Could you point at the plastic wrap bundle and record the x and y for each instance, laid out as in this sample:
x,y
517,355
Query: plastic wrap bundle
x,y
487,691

------------------------------

» Task instructions: Rewrite the material, changing every "plastic wrap bundle" to "shrink-wrapped pallet" and leaving everything else the same.

» Written answer:
Could you point at the shrink-wrapped pallet and record the x and y for each instance, laid out as in this sample:
x,y
517,355
Query: shrink-wrapped pallet
x,y
487,691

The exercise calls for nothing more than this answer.